Locate each line in the records below that contains the string "rough", and copy every such line in full.

═══ RECORD EXTRACTS ═══

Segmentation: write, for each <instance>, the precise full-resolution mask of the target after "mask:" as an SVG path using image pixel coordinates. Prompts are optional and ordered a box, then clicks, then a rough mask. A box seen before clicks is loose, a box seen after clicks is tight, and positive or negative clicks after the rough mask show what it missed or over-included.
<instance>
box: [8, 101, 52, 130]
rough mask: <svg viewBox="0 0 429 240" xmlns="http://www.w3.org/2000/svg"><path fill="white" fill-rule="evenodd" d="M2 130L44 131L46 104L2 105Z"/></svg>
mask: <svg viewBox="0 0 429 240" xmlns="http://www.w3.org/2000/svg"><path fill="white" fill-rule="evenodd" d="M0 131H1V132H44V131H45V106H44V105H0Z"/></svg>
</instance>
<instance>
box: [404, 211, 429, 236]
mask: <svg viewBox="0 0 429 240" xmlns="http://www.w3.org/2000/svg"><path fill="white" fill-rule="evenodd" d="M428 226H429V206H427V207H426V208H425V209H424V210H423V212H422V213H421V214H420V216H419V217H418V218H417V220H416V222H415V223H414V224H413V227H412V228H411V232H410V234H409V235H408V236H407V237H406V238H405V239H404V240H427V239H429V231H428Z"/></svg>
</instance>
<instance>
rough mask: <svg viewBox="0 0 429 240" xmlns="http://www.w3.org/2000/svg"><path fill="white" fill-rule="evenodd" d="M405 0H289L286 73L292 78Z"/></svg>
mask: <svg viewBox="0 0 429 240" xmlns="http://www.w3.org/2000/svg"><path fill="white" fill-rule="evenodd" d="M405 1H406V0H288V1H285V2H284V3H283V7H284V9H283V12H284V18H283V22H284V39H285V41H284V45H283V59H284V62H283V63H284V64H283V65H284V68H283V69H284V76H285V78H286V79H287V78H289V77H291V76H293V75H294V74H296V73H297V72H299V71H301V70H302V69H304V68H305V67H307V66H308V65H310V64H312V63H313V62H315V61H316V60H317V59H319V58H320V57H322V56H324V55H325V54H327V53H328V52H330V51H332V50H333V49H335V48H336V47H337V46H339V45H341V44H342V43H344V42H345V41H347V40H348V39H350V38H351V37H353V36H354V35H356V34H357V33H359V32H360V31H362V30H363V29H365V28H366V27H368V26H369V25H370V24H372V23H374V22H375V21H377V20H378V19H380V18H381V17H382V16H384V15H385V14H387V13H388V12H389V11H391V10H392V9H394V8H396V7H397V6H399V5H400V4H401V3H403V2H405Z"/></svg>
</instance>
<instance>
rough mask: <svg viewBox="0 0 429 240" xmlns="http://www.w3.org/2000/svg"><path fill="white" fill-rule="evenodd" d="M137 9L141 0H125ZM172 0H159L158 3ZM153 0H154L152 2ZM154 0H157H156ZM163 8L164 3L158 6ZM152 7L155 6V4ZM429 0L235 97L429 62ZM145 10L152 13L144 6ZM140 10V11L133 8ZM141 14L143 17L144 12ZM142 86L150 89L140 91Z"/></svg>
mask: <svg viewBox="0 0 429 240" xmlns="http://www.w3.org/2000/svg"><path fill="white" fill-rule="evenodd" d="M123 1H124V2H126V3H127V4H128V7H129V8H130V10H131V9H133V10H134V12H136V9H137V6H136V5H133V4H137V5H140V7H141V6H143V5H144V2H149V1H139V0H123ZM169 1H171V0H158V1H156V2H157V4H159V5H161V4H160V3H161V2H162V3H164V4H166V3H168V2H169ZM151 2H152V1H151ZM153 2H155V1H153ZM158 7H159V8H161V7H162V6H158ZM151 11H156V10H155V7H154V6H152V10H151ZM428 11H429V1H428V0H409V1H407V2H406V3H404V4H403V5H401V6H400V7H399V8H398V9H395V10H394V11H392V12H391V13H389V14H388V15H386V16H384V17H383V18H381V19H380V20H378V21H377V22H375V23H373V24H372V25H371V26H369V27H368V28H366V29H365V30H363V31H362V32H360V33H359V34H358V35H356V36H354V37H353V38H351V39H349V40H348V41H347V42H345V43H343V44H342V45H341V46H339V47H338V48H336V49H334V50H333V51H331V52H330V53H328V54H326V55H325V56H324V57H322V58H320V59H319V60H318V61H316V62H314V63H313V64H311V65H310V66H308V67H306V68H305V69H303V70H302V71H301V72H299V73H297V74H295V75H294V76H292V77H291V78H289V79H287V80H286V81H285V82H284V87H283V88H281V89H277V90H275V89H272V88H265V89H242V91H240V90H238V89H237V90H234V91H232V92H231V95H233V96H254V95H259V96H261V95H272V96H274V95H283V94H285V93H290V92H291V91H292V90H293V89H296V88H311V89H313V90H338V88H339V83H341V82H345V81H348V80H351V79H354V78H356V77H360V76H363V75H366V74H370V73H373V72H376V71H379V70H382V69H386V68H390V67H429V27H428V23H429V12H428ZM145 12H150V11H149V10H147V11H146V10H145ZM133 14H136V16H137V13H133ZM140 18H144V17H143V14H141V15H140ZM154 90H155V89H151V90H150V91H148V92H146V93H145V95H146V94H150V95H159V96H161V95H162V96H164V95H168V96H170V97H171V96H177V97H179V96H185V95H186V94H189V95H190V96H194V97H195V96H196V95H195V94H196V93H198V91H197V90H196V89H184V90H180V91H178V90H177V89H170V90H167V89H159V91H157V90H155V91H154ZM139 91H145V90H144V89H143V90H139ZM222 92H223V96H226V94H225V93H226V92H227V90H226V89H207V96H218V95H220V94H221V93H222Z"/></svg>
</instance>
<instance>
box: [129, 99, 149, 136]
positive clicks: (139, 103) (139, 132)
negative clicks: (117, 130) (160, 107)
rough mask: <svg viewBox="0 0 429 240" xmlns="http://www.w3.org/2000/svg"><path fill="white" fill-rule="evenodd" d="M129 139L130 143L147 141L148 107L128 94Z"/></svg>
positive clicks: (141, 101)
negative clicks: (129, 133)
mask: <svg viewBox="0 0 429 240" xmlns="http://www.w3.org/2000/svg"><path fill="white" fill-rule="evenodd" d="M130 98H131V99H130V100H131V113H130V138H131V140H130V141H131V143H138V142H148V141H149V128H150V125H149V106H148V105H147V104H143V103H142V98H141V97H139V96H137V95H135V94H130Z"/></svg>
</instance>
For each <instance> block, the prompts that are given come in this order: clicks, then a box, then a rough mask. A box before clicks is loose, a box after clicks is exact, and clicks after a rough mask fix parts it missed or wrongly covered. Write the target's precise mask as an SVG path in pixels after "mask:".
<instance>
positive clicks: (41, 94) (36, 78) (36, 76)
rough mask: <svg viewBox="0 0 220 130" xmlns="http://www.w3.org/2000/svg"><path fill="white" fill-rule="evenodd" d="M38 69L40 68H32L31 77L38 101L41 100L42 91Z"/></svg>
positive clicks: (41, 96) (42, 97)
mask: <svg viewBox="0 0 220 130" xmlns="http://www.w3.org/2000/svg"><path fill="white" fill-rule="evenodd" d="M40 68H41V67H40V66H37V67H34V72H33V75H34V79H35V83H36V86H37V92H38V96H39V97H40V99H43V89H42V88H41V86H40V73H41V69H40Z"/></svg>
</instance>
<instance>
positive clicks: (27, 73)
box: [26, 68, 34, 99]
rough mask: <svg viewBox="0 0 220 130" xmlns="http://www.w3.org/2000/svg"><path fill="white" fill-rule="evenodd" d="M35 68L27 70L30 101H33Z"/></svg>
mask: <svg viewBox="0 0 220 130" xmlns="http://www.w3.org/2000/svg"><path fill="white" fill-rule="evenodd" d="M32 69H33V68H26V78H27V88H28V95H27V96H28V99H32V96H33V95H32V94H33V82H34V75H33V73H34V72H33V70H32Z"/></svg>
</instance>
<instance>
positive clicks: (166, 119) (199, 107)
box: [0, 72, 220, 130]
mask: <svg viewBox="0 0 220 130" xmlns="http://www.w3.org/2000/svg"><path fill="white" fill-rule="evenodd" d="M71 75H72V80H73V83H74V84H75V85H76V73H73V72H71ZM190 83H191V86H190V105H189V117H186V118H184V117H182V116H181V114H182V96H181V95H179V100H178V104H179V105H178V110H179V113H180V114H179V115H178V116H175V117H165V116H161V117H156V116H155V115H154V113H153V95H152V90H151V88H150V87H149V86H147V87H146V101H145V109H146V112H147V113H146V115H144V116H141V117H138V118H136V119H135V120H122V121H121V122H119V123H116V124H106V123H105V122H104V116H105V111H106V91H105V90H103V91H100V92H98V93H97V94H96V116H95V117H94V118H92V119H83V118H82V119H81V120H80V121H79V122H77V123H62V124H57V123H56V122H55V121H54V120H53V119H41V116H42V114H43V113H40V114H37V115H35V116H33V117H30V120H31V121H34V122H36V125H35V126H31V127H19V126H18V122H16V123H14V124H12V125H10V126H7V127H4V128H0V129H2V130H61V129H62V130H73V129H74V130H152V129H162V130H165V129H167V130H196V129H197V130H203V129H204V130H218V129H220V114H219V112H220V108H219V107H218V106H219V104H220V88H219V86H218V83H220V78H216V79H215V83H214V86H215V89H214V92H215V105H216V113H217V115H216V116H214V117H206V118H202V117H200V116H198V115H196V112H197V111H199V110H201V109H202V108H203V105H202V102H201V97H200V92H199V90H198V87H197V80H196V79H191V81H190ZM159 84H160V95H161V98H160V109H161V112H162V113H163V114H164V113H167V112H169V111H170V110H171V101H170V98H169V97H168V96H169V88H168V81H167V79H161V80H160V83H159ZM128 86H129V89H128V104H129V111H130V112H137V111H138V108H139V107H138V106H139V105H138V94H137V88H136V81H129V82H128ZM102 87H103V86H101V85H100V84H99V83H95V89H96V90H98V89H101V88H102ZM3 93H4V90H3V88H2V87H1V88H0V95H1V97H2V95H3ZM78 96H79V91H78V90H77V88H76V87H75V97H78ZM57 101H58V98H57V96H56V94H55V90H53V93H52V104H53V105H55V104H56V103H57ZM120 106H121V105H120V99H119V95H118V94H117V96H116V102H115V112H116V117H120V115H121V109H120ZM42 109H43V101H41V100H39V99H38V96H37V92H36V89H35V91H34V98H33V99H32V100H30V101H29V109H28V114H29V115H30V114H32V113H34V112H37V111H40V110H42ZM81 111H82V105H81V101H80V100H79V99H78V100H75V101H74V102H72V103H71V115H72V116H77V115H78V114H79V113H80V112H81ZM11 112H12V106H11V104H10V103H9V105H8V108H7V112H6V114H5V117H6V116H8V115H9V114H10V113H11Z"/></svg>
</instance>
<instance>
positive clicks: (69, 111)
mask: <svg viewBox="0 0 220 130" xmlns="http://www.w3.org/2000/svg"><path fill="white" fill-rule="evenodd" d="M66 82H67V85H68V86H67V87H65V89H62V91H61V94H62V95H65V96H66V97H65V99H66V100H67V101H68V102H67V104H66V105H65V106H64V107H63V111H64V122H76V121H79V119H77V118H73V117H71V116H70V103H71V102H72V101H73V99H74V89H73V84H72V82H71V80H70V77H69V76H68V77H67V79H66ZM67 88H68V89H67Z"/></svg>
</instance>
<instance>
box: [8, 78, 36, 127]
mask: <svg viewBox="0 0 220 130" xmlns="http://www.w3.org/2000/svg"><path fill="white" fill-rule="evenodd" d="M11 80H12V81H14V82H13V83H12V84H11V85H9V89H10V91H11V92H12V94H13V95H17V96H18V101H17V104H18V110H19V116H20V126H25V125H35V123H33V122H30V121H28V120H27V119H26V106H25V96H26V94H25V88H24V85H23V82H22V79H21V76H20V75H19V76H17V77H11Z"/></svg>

═══

**YOUR RESPONSE**
Segmentation: write, for each <instance>, the precise full-resolution mask of the target after "mask:" as an SVG path using image pixel coordinates. Prompts are optional and ordered a box, then clicks, then a rough mask. A box seen before clicks is loose, a box seen after clicks is tight, and positive or negative clicks after the rough mask show what it missed or over-included.
rough mask: <svg viewBox="0 0 429 240" xmlns="http://www.w3.org/2000/svg"><path fill="white" fill-rule="evenodd" d="M2 130L44 131L46 104L2 105Z"/></svg>
rough mask: <svg viewBox="0 0 429 240" xmlns="http://www.w3.org/2000/svg"><path fill="white" fill-rule="evenodd" d="M405 0H289L286 73L292 78Z"/></svg>
rough mask: <svg viewBox="0 0 429 240" xmlns="http://www.w3.org/2000/svg"><path fill="white" fill-rule="evenodd" d="M137 9L141 0H125ZM172 0H159L158 3ZM153 0H154L152 2ZM154 0H157H156ZM163 8L164 3L158 6ZM152 7L155 6V4ZM429 0L235 97L429 62ZM145 10L152 13L144 6ZM140 10V11L133 8ZM141 14L143 17L144 12ZM142 86L150 89L140 91Z"/></svg>
rough mask: <svg viewBox="0 0 429 240" xmlns="http://www.w3.org/2000/svg"><path fill="white" fill-rule="evenodd" d="M129 139L130 143L147 141L148 107L128 94Z"/></svg>
For each <instance> block, the prompts that are given come in this order: clicks, then a box, then a rough mask. A box before clicks is loose, a box after clicks is exact, and clicks after a rough mask fix parts it missed or wrongly covered. Write the target's precise mask as an SVG path in pixels after "mask:".
rough mask: <svg viewBox="0 0 220 130" xmlns="http://www.w3.org/2000/svg"><path fill="white" fill-rule="evenodd" d="M38 69L40 68H32L31 77L38 101L41 100L42 91Z"/></svg>
rough mask: <svg viewBox="0 0 220 130" xmlns="http://www.w3.org/2000/svg"><path fill="white" fill-rule="evenodd" d="M35 68L27 70L30 101H33Z"/></svg>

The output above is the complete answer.